**Texte affiché:**
Mais ce syndicat est récent – il n’a été lancé qu’en avril 2009 à la suite de la création du statut d’auto-entrepreneurs e France – et ne fait donc partie du cercle très fermé, des syndicats "historiques", constitué par le Medef, la CGPME et l’UPA. Ces derniers, s’ils ne sont pas concernés par la loi de 2008 concernant la représentativité syndicale, ont cependant été reconnus par les pouvoirs publics comme représentatifs. Ce qui signifie qu’ils sont les seuls syndicats patronaux à pouvoir siéger dans des organismes paritaires interprofessionnels ou tripartites et à signer des accords collectifs nationaux.
Une position qu’ils n’ont pas envie de se voir contester de près ou de loin. Le ton est ainsi plus crispé à la CGPME. "La majorité de leurs revendications sont les mêmes que les nôtres. Et un mouvement comme celui des "pigeons" a quand même permis de porter le débat, sur la taxation des plus-values de cession des entreprises, sur la place publique ce qui est positif. Il ne faut donc pas jeter le bébé avec l’eau du bain", commente Jean-François Roubaud, le président de l’organisation syndicale qui précise que les "moutons" ont été ouvertement soutenus par celle-ci.

**Données extraites:**
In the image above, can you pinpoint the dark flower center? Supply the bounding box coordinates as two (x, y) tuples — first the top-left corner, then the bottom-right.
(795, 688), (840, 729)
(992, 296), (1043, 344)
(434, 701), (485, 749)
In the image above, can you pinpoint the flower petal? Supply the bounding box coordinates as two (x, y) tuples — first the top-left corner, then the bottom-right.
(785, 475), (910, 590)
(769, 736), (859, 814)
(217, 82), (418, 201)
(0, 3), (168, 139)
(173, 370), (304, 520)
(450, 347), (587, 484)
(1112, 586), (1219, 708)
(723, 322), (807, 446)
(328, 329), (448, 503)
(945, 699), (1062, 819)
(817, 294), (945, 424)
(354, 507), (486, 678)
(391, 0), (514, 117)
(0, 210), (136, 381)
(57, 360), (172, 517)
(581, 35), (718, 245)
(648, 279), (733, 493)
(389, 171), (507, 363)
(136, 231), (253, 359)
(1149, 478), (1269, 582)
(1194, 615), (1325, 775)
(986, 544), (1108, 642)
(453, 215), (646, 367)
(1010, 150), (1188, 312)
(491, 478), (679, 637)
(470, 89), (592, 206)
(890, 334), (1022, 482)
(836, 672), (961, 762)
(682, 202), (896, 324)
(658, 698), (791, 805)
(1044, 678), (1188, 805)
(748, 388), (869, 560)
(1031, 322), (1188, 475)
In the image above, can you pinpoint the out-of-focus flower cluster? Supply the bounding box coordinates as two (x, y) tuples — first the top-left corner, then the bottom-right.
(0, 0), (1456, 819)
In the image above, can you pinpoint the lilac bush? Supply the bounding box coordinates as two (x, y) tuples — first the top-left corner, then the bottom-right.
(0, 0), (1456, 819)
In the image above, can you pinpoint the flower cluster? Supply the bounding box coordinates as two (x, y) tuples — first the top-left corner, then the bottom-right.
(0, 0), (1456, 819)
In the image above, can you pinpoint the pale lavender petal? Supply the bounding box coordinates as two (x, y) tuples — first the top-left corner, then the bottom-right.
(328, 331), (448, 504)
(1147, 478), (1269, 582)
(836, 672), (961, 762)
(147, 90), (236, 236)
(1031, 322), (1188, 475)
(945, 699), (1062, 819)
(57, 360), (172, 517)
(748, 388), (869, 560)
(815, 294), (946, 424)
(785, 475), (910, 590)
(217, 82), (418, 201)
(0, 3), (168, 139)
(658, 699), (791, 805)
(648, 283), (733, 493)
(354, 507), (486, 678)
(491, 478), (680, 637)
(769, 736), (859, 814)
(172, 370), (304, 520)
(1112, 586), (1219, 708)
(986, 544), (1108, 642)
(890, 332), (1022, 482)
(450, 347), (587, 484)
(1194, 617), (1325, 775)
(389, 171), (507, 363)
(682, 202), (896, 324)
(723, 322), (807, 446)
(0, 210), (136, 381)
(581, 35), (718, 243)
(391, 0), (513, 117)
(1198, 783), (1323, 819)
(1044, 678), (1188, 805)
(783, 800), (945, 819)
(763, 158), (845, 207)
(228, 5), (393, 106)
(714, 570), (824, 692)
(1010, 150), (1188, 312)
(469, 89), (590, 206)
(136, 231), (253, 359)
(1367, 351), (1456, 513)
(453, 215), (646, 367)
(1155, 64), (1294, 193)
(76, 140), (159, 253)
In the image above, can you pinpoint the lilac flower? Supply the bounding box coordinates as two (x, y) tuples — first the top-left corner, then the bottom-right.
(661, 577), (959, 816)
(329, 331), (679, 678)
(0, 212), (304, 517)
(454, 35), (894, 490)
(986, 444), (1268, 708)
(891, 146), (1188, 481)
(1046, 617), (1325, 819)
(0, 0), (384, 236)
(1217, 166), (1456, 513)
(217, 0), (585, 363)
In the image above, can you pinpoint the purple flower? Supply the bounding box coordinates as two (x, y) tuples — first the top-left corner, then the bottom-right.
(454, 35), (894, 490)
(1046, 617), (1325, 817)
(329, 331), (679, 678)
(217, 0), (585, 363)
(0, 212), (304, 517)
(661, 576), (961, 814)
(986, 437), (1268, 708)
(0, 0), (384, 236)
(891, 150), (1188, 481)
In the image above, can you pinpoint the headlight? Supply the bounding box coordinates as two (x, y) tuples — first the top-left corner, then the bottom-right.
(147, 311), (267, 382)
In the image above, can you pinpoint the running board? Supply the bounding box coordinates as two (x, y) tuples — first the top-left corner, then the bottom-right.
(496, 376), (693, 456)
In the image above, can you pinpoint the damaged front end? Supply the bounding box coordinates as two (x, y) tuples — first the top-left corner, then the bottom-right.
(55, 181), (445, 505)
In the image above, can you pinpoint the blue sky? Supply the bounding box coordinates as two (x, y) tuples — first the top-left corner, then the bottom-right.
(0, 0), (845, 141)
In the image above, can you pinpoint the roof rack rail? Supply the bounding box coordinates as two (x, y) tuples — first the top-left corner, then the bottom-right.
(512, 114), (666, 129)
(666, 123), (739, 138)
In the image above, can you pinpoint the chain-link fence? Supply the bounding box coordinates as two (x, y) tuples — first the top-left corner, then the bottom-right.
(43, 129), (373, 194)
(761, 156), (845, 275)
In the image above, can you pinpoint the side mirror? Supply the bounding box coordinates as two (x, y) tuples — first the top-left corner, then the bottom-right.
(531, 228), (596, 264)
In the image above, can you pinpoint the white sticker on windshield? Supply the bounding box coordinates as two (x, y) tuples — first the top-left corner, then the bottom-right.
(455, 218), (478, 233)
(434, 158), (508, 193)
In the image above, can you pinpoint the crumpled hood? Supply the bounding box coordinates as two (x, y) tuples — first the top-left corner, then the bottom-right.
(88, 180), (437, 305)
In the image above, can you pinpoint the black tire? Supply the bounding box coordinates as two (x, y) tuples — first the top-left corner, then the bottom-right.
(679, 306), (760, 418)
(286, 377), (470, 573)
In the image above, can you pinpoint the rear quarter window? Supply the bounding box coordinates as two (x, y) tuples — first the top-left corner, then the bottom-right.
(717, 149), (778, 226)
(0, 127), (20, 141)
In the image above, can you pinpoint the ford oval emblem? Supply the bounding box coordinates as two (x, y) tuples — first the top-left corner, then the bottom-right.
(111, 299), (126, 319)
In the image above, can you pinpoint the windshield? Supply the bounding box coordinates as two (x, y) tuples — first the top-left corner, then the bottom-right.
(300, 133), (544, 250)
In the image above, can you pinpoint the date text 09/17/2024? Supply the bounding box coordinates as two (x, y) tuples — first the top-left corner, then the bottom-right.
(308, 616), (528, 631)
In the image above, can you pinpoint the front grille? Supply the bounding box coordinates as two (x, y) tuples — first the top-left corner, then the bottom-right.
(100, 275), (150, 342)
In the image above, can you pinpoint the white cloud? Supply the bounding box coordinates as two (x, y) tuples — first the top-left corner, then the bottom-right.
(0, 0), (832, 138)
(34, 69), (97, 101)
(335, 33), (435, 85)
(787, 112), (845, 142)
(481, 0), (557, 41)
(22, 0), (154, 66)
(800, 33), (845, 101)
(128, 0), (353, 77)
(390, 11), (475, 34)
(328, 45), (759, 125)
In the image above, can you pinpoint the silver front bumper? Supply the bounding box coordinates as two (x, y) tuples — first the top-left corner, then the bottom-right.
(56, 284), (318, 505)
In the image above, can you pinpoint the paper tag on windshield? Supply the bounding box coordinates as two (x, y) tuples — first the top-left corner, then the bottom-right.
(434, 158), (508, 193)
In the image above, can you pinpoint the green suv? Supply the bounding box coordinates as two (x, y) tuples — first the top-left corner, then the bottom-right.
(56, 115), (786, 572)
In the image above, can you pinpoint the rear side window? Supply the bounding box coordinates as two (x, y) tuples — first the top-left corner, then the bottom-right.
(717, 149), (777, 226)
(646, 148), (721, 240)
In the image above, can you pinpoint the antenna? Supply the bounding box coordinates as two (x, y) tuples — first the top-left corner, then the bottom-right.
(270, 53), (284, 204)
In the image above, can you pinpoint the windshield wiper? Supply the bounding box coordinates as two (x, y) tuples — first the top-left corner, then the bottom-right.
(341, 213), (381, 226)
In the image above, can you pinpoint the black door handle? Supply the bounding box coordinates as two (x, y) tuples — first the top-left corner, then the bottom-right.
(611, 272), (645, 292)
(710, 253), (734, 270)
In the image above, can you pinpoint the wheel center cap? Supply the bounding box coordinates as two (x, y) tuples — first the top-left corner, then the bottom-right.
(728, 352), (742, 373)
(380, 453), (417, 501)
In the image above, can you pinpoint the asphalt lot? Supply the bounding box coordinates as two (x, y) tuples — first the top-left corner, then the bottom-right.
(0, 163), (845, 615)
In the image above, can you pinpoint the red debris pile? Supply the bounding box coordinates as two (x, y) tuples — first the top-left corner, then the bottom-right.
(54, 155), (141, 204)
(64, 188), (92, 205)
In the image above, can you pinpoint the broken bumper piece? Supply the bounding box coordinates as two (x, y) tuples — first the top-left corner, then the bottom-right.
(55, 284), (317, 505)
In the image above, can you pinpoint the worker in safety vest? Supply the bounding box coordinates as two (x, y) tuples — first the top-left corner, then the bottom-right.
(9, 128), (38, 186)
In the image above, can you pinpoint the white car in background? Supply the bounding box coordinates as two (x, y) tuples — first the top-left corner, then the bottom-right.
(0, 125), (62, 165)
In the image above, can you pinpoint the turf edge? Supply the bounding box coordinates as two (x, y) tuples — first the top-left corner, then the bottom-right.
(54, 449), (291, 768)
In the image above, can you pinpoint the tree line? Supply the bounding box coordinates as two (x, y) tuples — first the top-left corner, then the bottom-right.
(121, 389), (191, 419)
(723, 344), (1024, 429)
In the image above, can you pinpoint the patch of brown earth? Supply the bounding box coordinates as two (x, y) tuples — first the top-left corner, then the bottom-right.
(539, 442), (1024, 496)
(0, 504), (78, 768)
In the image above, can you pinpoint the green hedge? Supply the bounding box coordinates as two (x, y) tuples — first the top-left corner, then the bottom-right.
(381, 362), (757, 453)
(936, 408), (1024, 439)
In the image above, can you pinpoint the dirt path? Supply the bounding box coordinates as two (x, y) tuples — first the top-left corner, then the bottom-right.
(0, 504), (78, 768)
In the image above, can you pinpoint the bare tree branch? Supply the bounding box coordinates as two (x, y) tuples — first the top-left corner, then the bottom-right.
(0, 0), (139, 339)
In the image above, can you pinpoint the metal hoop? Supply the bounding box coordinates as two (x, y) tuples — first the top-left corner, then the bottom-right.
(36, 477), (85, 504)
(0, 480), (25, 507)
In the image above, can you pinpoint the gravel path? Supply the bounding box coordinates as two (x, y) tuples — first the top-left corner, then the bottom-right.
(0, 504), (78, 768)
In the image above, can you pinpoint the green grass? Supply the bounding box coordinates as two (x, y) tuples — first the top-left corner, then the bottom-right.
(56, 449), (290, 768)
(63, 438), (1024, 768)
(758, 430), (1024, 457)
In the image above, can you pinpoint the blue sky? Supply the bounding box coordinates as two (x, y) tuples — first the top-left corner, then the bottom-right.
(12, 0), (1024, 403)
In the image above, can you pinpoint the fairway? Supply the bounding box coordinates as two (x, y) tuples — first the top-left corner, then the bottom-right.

**Consignes:**
1. Traduisez en anglais cette phrase du texte sur les syndicats patronaux : « Une position qu’ils n’ont pas envie de se voir contester de près ou de loin. »
2. D’après le texte sur les syndicats patronaux, quels sont les trois syndicats « historiques » ?

**Réponses:**
1. A position they have no wish to see challenged in any way whatsoever.

2. Le Medef, la CGPME et l’UPA.